### Job
Render the material as a Markdown table with the columns No. and Text, starting at the line that contains "Target: shadow of pylon on snow" and continuing through the end of the material. Number each line and leave out blank lines.

· · ·

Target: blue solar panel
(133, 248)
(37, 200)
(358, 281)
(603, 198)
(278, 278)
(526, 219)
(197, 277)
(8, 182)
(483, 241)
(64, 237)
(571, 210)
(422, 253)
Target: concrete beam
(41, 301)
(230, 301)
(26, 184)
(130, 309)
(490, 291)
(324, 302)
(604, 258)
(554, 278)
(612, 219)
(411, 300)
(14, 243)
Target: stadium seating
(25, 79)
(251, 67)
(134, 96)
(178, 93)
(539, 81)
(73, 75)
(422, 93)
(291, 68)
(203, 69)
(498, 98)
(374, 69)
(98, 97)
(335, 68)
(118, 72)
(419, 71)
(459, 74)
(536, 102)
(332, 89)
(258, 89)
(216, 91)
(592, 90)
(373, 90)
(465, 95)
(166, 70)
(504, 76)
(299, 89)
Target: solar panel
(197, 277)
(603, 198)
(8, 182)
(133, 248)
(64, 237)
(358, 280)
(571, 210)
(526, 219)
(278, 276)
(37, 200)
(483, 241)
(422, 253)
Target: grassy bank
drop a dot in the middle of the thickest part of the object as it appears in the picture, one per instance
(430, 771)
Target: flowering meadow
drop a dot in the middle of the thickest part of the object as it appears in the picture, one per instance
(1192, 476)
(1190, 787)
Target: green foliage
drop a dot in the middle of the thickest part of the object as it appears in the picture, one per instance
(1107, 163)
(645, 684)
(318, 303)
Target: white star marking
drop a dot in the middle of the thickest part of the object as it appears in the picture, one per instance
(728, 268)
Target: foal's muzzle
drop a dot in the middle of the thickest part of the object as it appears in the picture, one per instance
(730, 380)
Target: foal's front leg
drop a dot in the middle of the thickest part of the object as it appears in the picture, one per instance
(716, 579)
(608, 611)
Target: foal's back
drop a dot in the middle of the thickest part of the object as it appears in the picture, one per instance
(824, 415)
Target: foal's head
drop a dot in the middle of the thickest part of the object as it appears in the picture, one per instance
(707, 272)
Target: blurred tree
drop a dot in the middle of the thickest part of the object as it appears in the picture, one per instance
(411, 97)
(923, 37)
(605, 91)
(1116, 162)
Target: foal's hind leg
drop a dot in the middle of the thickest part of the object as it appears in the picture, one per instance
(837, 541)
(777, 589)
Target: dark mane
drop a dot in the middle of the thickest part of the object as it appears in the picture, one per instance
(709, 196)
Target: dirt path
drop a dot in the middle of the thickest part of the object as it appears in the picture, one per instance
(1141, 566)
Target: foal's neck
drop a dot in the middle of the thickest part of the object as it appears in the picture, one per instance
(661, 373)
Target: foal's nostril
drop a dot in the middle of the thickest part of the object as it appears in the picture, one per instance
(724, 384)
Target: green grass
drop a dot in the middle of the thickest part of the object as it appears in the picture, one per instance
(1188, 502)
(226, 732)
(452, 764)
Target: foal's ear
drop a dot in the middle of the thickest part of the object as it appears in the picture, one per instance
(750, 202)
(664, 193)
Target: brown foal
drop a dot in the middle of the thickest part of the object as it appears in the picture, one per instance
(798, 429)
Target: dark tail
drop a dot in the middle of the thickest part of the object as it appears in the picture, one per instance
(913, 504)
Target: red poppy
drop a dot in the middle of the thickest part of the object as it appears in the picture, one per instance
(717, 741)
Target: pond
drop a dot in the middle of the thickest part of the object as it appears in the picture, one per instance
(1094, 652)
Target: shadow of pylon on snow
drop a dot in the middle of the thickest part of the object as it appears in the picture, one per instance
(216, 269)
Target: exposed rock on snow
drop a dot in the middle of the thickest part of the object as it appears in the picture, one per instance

· · ·

### Full output
| No. | Text |
|---|---|
| 1 | Target: shadow of pylon on snow |
| 2 | drop a dot in the middle of the thickest part of the object as it appears in the picture, one per instance |
| 3 | (216, 269) |
| 4 | Target: exposed rock on snow |
| 5 | drop a dot in the middle of the thickest part of the object as it appears in the picture, one per instance |